## Problem description
Select every line of the records that contains the string "dark" and copy those lines. Match case exactly.

Named-object pointing records:
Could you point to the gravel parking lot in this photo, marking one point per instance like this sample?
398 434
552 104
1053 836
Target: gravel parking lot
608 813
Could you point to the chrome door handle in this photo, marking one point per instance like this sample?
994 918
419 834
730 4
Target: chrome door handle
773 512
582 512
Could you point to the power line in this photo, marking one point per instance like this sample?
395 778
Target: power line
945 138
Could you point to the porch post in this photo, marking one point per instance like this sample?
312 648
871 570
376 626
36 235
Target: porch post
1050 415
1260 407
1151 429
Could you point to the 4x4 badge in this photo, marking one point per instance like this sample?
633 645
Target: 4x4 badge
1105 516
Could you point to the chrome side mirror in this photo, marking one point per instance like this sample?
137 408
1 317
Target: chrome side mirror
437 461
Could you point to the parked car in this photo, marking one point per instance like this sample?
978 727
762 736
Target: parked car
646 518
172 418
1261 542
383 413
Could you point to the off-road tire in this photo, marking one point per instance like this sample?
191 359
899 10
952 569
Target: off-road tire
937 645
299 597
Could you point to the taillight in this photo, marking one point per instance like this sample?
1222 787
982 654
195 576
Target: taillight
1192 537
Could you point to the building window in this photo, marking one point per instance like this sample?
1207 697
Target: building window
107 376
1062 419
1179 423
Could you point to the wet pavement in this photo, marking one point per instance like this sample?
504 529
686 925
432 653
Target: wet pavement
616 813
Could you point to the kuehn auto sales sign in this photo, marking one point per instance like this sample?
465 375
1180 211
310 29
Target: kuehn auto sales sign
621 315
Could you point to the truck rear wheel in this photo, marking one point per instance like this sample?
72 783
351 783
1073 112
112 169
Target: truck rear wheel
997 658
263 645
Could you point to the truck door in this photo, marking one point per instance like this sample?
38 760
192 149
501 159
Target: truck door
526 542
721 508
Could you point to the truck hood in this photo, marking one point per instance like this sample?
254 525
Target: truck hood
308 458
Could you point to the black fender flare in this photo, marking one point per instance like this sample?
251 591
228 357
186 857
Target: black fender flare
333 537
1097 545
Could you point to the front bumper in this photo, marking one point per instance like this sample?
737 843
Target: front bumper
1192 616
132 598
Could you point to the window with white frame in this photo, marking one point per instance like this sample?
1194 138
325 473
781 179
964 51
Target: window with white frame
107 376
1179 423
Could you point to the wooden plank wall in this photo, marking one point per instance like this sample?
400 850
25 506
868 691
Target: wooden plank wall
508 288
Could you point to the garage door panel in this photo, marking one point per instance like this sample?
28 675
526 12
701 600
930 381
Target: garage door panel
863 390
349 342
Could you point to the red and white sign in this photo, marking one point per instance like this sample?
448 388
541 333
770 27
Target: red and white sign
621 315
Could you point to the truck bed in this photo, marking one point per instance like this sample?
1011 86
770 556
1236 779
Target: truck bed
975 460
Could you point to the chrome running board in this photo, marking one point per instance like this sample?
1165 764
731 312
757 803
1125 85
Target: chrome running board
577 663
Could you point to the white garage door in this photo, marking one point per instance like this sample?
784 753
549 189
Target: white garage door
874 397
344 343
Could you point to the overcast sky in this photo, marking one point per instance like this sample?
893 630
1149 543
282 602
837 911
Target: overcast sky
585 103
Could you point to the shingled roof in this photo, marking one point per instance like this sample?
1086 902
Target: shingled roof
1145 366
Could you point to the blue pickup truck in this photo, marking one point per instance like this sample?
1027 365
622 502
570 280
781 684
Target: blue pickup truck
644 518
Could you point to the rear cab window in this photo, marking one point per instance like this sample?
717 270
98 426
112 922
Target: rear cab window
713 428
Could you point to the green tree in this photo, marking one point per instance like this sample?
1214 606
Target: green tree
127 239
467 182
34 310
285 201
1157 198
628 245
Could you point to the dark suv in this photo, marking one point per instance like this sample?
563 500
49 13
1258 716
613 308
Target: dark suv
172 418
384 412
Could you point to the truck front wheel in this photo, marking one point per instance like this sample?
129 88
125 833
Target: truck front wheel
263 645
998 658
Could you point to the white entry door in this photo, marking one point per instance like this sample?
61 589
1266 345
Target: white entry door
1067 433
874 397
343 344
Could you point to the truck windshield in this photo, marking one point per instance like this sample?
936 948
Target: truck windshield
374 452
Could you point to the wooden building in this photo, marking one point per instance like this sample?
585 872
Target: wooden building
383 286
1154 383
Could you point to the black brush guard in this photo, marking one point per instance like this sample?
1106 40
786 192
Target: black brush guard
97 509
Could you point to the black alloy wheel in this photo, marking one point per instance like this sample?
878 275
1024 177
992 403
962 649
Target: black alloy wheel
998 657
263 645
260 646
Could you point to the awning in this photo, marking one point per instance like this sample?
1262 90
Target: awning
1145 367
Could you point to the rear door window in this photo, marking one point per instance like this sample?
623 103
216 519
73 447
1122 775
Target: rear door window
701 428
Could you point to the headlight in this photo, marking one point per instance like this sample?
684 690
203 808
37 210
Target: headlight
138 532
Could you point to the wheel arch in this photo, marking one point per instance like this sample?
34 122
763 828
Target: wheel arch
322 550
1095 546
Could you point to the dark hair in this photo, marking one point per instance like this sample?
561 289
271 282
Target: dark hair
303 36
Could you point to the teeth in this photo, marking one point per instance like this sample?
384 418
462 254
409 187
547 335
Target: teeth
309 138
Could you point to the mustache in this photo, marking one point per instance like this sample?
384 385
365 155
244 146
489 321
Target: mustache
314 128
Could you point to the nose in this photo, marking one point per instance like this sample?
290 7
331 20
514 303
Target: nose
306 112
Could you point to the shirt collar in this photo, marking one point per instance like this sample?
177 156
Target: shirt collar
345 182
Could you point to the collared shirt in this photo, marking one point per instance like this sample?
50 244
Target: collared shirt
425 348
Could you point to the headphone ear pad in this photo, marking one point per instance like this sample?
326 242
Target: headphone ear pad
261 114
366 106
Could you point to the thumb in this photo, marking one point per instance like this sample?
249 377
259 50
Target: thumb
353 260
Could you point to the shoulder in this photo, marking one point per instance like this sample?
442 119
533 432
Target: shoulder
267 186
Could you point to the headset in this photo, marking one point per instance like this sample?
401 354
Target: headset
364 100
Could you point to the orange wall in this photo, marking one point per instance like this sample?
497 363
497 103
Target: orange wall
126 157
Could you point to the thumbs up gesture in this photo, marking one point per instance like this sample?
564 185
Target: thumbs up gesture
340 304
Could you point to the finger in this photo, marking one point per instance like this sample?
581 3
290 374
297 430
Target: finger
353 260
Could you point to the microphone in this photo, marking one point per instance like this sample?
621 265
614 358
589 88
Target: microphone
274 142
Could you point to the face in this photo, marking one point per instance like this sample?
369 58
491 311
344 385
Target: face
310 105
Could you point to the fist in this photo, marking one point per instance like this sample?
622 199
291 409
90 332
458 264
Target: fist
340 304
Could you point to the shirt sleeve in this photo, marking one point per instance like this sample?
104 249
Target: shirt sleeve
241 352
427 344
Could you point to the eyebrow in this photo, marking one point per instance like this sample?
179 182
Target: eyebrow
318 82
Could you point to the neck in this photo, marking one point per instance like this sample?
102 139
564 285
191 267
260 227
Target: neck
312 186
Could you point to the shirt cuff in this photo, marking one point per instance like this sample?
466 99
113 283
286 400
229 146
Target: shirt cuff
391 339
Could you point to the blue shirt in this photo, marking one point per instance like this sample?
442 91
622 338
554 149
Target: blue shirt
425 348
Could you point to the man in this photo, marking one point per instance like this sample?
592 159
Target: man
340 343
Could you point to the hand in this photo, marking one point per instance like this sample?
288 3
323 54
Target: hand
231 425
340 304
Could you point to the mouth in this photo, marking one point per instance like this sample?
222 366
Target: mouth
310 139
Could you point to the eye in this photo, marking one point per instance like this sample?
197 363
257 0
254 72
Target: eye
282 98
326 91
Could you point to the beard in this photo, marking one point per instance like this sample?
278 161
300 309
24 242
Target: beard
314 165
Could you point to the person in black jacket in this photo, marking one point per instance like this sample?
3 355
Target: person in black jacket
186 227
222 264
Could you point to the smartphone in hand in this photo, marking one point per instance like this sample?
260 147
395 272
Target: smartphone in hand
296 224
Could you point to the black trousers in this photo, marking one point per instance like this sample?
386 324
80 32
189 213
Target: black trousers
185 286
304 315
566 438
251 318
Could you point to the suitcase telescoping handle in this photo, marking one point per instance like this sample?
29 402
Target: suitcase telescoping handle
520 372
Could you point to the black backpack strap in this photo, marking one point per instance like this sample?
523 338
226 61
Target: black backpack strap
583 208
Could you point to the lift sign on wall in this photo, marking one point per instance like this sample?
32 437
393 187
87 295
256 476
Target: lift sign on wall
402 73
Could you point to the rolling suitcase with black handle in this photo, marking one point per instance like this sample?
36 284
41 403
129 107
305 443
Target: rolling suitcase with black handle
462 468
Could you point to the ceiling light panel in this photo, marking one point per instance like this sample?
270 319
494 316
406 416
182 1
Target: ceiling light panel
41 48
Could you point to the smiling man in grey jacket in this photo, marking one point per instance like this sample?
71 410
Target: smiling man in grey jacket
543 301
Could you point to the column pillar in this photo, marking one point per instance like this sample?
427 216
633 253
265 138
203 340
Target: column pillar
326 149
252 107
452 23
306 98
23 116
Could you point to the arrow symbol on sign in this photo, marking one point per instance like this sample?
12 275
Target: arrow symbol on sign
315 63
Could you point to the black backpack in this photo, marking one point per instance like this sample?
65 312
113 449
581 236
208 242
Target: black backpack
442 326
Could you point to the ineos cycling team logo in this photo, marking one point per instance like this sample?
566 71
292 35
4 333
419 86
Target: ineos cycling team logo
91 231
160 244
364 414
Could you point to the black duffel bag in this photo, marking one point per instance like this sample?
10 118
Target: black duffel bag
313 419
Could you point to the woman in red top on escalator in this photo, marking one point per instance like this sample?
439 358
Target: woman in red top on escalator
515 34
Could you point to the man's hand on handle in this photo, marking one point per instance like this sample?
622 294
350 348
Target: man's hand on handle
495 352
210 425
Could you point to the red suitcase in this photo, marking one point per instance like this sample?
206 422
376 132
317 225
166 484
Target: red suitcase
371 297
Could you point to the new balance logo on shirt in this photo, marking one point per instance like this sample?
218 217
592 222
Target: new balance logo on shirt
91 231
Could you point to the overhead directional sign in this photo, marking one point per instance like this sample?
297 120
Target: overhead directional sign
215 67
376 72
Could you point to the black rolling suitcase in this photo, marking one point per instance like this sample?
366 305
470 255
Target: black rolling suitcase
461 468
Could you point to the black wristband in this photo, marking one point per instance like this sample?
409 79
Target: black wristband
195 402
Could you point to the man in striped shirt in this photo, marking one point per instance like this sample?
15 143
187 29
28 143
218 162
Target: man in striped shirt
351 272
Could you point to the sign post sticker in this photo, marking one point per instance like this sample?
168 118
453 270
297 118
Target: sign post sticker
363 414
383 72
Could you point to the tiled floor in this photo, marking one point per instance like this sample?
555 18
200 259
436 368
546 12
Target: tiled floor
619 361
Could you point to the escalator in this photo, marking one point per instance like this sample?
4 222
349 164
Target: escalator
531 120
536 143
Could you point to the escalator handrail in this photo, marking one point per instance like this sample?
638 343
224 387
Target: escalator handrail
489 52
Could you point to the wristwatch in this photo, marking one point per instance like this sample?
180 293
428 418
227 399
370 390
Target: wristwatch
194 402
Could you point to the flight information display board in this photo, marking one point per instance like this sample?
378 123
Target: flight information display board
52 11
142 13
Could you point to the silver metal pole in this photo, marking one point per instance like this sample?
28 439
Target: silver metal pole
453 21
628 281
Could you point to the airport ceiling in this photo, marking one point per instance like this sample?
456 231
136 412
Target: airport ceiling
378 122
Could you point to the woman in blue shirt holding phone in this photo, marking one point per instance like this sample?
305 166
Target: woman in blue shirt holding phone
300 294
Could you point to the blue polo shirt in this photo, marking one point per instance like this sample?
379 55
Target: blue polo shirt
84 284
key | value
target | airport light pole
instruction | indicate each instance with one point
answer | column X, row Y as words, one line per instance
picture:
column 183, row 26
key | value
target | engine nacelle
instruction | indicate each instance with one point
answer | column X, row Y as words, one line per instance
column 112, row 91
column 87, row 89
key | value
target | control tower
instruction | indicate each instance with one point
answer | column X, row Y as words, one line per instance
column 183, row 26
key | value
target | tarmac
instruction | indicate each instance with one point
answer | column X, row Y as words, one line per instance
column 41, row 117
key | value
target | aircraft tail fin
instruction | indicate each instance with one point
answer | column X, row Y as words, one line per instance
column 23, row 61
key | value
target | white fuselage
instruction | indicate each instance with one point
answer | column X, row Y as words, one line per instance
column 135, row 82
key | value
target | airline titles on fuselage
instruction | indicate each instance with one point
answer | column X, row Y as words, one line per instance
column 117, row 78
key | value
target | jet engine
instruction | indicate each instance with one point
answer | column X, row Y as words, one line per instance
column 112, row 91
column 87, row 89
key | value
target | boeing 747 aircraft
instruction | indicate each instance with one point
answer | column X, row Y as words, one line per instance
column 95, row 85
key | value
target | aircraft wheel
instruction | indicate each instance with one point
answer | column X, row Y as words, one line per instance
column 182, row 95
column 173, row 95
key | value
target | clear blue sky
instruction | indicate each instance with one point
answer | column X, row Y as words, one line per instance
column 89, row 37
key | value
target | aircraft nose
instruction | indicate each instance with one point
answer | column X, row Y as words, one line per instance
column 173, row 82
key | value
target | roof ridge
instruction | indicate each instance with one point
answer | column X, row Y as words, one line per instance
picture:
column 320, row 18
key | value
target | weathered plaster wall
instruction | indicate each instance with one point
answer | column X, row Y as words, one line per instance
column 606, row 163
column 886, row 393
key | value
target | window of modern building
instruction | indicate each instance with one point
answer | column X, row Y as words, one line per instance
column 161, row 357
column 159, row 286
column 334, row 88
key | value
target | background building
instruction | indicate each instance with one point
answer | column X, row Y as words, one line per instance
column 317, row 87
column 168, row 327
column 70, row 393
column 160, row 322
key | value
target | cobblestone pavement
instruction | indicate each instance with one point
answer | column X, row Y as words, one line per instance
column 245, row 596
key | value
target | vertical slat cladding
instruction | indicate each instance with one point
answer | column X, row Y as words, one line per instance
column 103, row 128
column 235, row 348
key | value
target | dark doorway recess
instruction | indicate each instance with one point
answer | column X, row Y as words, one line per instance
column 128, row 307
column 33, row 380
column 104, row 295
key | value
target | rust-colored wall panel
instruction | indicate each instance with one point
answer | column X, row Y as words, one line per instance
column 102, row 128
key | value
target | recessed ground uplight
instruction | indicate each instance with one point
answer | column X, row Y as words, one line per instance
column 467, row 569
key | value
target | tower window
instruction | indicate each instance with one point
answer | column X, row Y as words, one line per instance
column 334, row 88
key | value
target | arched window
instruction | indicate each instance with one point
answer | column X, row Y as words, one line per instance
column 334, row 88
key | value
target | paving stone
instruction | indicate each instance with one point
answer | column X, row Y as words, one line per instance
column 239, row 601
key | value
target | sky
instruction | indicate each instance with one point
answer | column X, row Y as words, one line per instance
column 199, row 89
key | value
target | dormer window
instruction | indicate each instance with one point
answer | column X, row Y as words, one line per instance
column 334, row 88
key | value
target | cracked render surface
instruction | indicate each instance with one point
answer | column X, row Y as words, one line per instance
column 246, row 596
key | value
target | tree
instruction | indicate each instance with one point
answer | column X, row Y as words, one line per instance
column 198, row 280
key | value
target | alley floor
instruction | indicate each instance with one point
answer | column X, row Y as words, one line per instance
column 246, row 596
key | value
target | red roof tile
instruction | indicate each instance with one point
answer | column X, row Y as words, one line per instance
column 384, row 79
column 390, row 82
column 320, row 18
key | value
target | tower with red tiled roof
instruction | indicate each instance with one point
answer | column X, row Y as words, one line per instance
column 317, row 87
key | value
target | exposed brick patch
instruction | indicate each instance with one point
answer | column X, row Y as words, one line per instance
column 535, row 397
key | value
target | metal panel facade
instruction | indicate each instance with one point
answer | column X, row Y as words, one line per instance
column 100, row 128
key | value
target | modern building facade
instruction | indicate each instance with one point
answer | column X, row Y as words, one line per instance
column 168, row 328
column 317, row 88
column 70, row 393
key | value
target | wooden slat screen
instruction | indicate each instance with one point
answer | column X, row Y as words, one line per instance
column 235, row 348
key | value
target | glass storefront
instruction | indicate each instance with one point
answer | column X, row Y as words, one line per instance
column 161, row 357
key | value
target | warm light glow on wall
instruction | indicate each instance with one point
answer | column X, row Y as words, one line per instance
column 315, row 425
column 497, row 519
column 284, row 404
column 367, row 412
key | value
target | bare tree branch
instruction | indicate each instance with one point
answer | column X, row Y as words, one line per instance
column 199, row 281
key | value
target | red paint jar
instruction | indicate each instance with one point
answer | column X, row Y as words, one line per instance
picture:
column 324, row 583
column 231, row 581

## Output
Could you point to the dark suv in this photo, marking one point per instance like this sample?
Target: dark suv
Could you point to the dark hair in this photo, marking one point per instance like this sample?
Target: dark hair
target | dark doorway recess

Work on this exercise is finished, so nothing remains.